→ 問題:
(a) 怪物くんの紹介文で、カラー版テレビアニメを制作した会社はどこか。
(b) 怪物くんの紹介文を、最後の行の後から書き進めよ。

───── 引用文

TVアニメはモノクロ版とカラー版の2作が存在している。モノクロ版が1968年4月から1969年3月にかけてTBS系で放送。15分2話構成で全48回96話。東京ムービーとスタジオ・ゼロ制作。
カラー版は1980年9月から1982年9月にかけて、15分2話構成で全94回188話をテレビ朝日系で放送。制作はシンエイ動画。劇場版として『怪物くん 怪物ランドへの招待』(1981年)と『怪物くん デーモンの剣』(1982年)の2本が公開された。
2010年4月から6月にはドラマ版が日本テレビ系列で放送。2011年10月には映画版に先駆けて新作のスペシャル版が放送され、翌月に劇場版が公開された。なお、スペシャル版にはⒶ先生が出演されていたりする。
概要
怪物たちの王国「怪物ランド」から人間界へ修行にやって来た不思議な少年、怪物くんとそのお供であるドラキュラ、オオカミ男、フランケンの3人、そして怪物くんと友達になった人間のヒロシが巻き起こす騒動を描くギャグ漫画。
怪物くんらの人間界での珍騒動を描く傍ら、人間界で悪事を働く悪魔組織「デモーニッシュ」及び妖怪や宇宙怪物との戦いを描く。
登場人物
- 怪物くん(演:白石冬美/野沢雅子/大野智)

──────────
───── データ抜粋

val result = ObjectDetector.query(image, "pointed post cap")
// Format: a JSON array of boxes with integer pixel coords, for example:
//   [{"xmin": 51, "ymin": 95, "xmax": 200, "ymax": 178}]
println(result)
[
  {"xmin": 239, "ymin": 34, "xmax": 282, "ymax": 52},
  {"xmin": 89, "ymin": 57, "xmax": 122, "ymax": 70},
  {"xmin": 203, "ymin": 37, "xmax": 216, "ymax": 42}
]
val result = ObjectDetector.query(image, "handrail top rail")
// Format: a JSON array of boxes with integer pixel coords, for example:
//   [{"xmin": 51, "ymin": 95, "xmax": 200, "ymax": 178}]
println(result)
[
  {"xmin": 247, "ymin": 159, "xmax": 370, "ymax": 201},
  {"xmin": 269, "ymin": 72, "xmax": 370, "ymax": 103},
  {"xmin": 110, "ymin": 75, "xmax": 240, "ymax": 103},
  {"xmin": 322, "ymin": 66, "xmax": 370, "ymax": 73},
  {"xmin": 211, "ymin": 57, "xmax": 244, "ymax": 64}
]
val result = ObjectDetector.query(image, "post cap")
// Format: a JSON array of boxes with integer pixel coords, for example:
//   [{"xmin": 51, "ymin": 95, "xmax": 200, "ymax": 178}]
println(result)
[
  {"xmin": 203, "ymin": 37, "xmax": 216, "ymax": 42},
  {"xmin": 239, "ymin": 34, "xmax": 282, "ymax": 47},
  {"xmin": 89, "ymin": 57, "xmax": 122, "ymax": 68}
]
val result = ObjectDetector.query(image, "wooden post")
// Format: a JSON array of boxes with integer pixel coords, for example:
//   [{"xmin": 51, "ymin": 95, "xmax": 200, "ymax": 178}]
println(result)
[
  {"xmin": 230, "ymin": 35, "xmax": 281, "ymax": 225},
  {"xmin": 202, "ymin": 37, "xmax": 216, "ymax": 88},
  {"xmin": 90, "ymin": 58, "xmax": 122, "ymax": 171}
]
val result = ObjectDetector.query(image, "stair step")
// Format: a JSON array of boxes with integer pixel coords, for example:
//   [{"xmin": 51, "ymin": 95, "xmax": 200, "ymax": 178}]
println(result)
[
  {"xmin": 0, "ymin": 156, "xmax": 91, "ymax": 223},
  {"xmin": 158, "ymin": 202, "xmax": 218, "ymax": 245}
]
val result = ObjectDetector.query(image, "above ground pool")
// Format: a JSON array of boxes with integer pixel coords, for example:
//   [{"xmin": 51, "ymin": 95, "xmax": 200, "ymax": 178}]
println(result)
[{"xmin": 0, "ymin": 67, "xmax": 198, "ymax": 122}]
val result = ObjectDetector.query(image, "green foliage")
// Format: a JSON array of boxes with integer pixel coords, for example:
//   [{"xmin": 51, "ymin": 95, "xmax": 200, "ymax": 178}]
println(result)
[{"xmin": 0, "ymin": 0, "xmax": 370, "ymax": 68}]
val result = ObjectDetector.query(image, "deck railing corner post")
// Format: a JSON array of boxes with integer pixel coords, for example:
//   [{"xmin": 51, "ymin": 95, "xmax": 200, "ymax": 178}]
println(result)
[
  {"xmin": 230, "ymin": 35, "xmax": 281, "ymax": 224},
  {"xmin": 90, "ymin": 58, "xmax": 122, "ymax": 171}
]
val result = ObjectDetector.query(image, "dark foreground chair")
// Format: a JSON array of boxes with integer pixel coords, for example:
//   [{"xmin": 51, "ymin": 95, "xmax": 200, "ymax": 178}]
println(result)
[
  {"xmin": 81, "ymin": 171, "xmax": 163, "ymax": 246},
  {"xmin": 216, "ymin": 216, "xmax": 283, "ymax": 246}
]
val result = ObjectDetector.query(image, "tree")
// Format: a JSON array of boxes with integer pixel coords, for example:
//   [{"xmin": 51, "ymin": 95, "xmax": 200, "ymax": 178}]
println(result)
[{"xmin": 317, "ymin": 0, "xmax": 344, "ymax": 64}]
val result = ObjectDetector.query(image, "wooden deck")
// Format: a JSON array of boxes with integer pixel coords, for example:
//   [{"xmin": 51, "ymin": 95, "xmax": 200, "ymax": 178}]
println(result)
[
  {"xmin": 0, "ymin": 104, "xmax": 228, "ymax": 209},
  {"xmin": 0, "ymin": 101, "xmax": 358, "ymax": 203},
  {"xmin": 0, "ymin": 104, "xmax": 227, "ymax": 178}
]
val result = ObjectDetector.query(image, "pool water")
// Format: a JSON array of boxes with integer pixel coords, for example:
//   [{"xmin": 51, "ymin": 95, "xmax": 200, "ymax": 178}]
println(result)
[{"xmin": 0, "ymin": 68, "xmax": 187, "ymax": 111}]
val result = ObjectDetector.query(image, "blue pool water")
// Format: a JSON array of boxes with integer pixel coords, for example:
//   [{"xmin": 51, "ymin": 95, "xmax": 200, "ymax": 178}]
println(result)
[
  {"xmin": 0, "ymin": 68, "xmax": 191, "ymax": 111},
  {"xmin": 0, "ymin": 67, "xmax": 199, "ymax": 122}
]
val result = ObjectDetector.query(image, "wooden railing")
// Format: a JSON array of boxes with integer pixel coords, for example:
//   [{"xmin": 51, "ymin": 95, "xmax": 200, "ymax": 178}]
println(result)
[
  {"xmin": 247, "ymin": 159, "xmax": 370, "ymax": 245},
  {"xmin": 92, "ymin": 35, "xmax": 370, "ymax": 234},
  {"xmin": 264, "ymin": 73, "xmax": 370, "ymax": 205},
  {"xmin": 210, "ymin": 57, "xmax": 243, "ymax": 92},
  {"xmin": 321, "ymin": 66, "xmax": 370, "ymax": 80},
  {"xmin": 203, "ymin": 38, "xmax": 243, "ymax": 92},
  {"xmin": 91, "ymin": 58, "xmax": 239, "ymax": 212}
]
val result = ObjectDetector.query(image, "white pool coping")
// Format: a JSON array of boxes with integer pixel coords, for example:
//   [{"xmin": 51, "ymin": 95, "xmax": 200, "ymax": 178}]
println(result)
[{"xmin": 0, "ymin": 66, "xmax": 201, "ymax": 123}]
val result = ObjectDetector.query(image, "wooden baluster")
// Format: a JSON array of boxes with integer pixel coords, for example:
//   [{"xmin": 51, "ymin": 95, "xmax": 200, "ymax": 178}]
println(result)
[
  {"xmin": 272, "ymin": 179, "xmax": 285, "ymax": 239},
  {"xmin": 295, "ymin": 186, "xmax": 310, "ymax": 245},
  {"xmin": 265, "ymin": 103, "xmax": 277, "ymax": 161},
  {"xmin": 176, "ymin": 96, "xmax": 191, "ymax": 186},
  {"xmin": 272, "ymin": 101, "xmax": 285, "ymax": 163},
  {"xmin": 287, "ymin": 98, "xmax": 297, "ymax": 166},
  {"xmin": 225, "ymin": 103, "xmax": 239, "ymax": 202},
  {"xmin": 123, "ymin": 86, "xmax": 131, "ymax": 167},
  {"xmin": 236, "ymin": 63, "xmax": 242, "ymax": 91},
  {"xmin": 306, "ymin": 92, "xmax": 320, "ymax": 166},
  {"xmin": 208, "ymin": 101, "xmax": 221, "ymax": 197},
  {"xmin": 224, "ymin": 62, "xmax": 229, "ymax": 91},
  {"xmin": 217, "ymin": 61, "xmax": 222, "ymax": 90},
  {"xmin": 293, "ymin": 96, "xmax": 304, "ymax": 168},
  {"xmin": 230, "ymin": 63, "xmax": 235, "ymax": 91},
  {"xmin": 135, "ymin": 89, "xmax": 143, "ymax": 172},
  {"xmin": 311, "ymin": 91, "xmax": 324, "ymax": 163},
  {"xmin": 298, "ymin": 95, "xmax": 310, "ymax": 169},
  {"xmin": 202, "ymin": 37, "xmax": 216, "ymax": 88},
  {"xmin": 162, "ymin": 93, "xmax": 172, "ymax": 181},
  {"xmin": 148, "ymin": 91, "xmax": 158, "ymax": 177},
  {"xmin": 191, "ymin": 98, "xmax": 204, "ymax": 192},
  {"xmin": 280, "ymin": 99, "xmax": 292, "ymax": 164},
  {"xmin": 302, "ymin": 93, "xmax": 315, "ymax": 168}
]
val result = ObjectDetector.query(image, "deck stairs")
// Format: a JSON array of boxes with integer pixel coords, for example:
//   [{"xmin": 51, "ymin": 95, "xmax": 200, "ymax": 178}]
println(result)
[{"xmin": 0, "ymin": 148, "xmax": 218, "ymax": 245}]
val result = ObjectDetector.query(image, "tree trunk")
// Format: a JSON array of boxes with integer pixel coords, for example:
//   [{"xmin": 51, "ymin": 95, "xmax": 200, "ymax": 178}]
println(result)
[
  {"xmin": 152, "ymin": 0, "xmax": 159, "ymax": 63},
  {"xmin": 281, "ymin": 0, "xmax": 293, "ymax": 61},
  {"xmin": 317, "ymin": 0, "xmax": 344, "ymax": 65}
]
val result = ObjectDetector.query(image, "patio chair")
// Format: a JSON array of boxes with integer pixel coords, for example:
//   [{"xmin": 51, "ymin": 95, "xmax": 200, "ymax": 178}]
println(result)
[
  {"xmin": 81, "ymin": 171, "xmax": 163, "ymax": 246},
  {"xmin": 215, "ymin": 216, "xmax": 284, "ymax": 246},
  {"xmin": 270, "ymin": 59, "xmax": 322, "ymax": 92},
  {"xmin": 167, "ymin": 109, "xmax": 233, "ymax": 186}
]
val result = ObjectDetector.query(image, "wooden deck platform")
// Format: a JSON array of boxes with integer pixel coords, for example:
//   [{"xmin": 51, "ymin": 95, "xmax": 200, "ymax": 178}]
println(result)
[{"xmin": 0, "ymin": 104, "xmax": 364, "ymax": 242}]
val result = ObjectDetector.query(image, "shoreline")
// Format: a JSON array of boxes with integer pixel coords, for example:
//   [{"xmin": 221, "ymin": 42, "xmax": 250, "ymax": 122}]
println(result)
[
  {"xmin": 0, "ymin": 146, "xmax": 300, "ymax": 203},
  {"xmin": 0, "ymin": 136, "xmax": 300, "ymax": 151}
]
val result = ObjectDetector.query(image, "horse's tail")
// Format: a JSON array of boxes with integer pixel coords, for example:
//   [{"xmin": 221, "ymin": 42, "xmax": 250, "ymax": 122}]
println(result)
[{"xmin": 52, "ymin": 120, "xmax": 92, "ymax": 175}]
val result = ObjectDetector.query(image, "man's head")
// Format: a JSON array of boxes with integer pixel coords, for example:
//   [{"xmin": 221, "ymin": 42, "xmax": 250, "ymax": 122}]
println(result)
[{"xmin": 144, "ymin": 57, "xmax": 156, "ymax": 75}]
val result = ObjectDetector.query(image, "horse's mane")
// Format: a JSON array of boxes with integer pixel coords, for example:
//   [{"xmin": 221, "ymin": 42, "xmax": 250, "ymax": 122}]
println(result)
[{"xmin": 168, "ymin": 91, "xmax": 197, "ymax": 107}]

──────────
───── データ抜粋

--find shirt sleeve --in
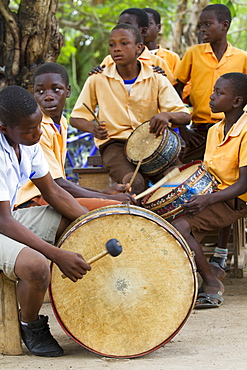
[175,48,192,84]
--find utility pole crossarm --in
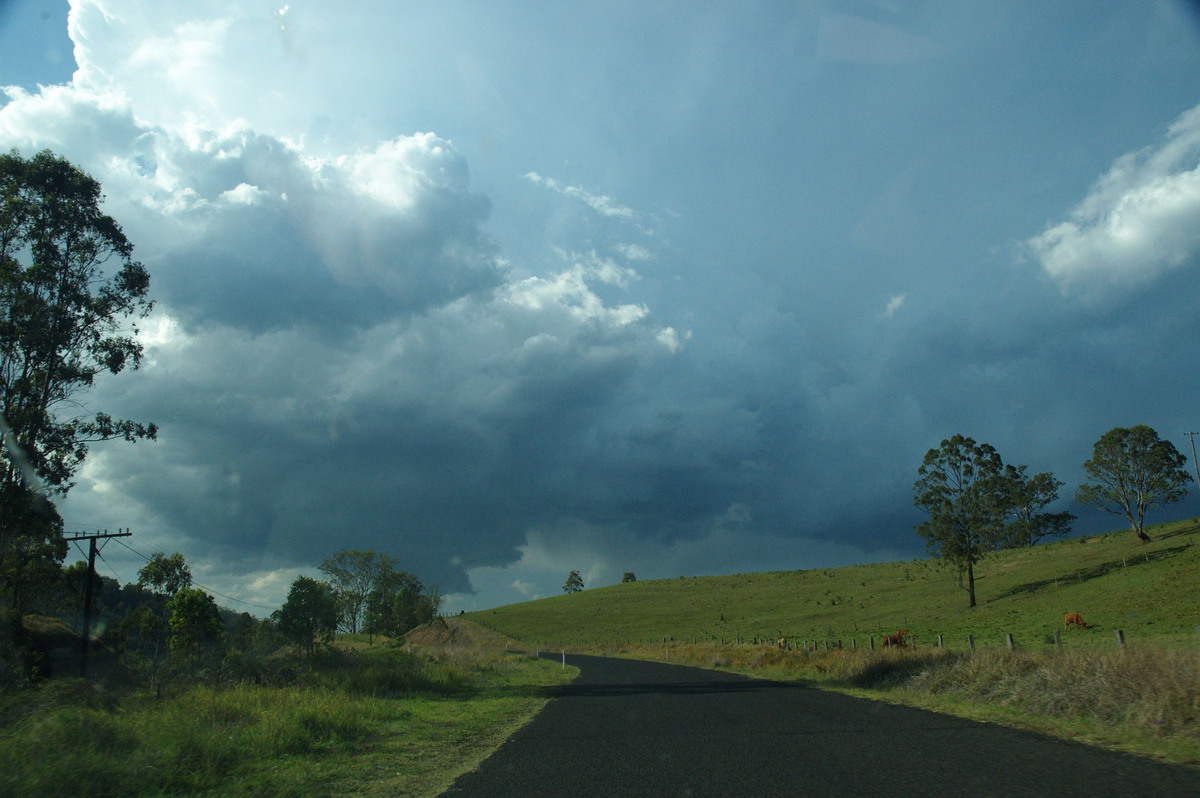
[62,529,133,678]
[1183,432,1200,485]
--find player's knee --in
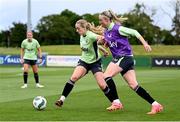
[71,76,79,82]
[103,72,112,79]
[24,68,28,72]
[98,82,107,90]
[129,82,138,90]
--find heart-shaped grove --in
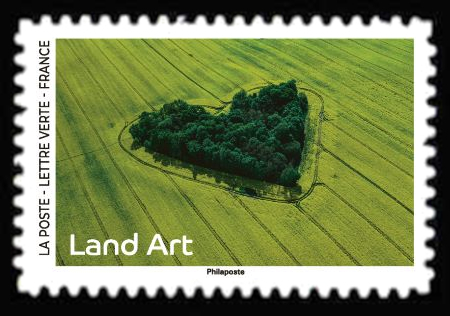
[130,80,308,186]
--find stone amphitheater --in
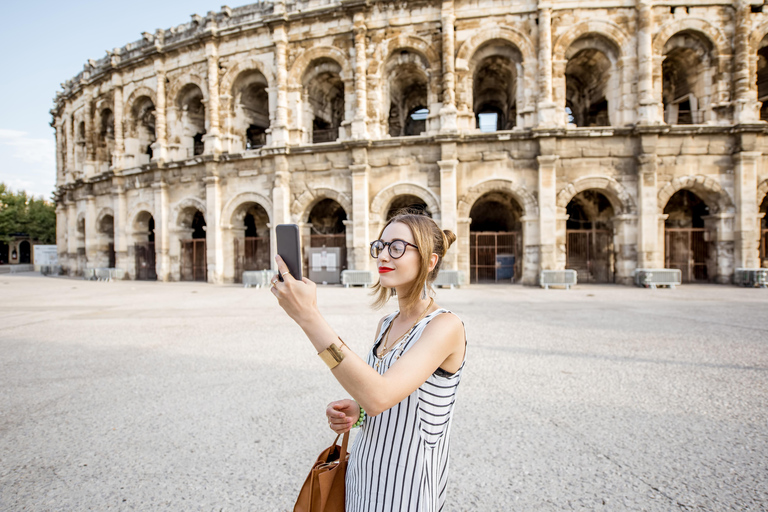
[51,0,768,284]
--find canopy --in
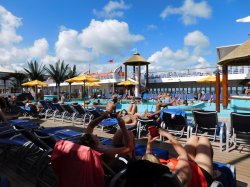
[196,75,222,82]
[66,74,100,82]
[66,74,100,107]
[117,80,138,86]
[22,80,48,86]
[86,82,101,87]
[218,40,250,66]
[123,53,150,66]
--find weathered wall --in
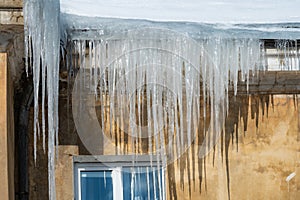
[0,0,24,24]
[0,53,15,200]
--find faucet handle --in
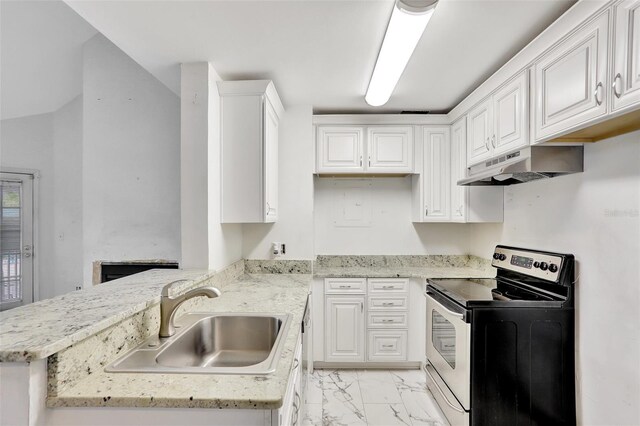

──────────

→ 解答:
(a) シンエイ動画である。

(b)
- 本名:怪物 太郎。怪物たちの国「怪物ランド」を総べる怪物王家の王子。
- お供の3匹からは「坊ちゃん」と呼ばれている。見た目は小柄な人間の少年だが、手足を自由に伸ばし、様々な顔や姿に変身するなど、多くの念力を中心とした超能力を持つ。常に帽子を被っており、どんな時も外さない。短気でわがままな性格であり、それを諌める者を「うるさーい!」と一喝する。あんみつとラーメンが大好物。弱点は雷で、雷鳴を聞いただけですくんでしまって何も出来なくなる。
- 白石冬美はパタリロと並んでこの役がお気に入りで、カラーアニメ版でも同役を演じたいと熱望したが実現できずに嘆き悲しみ、カラー版で演じることになった野沢雅子奪ったようで申し訳ないと詫びを入れに行ったが、白石は「野沢さんがやるならいい!」と思ったという。二人はドラマ版での大野智の演じ方にも高評価を出している。
- ドラキュラ(演:大竹宏/肝付兼太/八嶋智人)
- 元ネタは『吸血鬼ドラキュラ』。
- 怪物くんのお供の一人で教育係だが、あまり言う事を聞いてもらえていない。黒いシルクハットとマント、モーニングコートを普段着としている。潔癖でプライドが高く、キザで欲深な面もある。
- 吸血鬼だが吸血行為を禁じられており、代りにトマトジュースを飲んでいる。下僕として吸血コウモリを使役し、主に偵察を任せる。ニンニクと十字架と日光に弱いが、怪物ランドでは日中でも活動可能。人間界では昼は地下室の棺桶で眠り、夜に活動する。ほぼ不死身のため普通の銃火器などでは怪我はしても死に至らず、他の原因で何度死んだと思われても、仮死状態で生き返ることができる。
- 一人称は「アタシ」で、語尾に「~ザマス」または「~ザンス」をつけて話す。
- オオカミ男(演:兼本新吾/神山卓三/上島竜兵)
- 元ネタは『狼男』。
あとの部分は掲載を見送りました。